ZU ERLEDIGENDE AUFGABEN -
a – Kürzen Sie den Absatz im Dokument, der mit „Ja, den Punkt gibt es“ beginnt, zu einer Stichpunktliste mit seinen wichtigsten Aussagen.
b – Nach wie vielen Jahren sollte man dem Dokument zufolge den Mut haben, auf einen Komponisten zurückzublicken?

Ja, den Punkt gibt es. Aber ich bin sehr vorsichtig, das in die Welt hinauszuposaunen. Ich denke mir, vielleicht ist das ja mein Fehler. Sie haben Wagner erwähnt – der Beziehungsreichtum in seinen Opern scheint unerschöpflich. Würde ich also sagen, ich sei mit Wagner fertig, läge das Problem ganz auf meiner Seite. Andererseits nehme ich keinem ab, der nach seiner x-ten Interpretation einer Beethoven-Sonate immer noch davon spricht, er würde Neues entdecken. Vielleicht Details. Ich denke, man muss sich auf sich besinnen und offen sagen: Ich beende hiermit die Auseinandersetzung mit einem Komponisten. Aber man sollte dann auch den Mut haben, nach, sagen wir, zehn Jahren wieder zurückzublicken, um festzustellen, dass der Komponist einem vielleicht doch noch was zu sagen hat. Es ist wie mit einer Landschaft: Die bleibt immer dieselbe, aber die Jahreszeiten ändern sich – und somit ändert sich auch die Landschaft. Zudem geht es nicht immer darum, Neues zu entdecken. Wenn ich heute Webern dirigiere, dann entdecke ich in seinen Werken vielleicht nichts Neues mehr – aber ich bin ein besserer Dirigent geworden. Ich bin flexibler geworden, gelassener, verstehe den inneren Zusammenhang von Weberns Kompositionen gründlicher. Das alles hat nichts mit Webern selbst zu tun.

BEREITGESTELLTES MATERIAL -
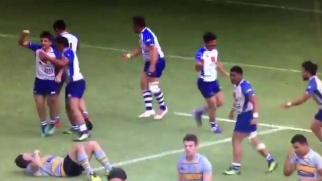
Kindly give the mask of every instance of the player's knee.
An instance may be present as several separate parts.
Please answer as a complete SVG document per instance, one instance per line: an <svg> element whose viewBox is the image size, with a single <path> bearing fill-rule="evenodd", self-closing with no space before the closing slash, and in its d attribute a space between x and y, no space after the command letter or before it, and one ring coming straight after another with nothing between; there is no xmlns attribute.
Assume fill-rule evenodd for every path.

ANTWORTEN -
a –
- Diesen Punkt gibt es, doch es ist Vorsicht geboten, ihn öffentlich zu verkünden, denn der Fehler könnte bei einem selbst liegen.
- Der Beziehungsreichtum in Wagners Opern scheint unerschöpflich; wer mit Wagner fertig zu sein glaubt, hat das Problem auf der eigenen Seite.
- Wer nach der x-ten Interpretation einer Beethoven-Sonate noch von Neuentdeckungen spricht, ist unglaubwürdig; allenfalls gibt es neue Details.
- Man sollte offen sagen, dass man die Auseinandersetzung mit einem Komponisten beendet. Nach etwa zehn Jahren sollte man aber den Mut haben, zurückzublicken, ob er einem doch noch etwas zu sagen hat.
- Das gleicht einer Landschaft: Sie bleibt dieselbe, verändert sich aber mit den Jahreszeiten.
- Es geht nicht immer um Neues. Beim Dirigieren von Webern entdeckt man vielleicht nichts Neues mehr, ist aber ein besserer Dirigent geworden: flexibler und gelassener, mit gründlicherem Verständnis für den inneren Zusammenhang seiner Werke. Das hat nichts mit Webern selbst zu tun.

b – Nach etwa zehn Jahren.